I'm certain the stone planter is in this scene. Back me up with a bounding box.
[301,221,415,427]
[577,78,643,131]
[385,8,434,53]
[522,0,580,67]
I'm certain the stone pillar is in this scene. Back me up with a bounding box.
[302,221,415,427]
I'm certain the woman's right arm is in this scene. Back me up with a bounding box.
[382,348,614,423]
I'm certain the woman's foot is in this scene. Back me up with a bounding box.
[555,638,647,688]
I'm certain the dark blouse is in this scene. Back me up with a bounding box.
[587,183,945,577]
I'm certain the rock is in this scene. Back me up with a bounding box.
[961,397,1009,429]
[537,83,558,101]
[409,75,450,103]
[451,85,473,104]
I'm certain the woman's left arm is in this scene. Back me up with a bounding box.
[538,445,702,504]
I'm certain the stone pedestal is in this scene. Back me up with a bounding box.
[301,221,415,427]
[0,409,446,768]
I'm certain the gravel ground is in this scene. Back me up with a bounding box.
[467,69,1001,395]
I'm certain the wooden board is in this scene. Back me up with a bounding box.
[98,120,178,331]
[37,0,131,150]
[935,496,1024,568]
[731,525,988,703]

══════

• What you should do: Turn the listing, from its first line through the line containing "[382,348,614,423]", into a Markdown table with two columns, No. and Text: number each row and leave out blank lines.

• Correct output:
| No. | Text |
|---|---|
| 1 | I'm certain the stone planter is in this scene. Back me up with a bounding box. |
| 2 | [301,221,415,427] |
| 3 | [577,78,643,131] |
| 4 | [385,8,434,53] |
| 5 | [522,0,580,67] |
| 6 | I'm certain the stone pillar is in this scene. Back me up with a bounding box. |
| 7 | [302,221,415,427] |
| 8 | I'm certain the woman's right arm is in this scene. Back me up with a bounding box. |
| 9 | [382,348,614,423] |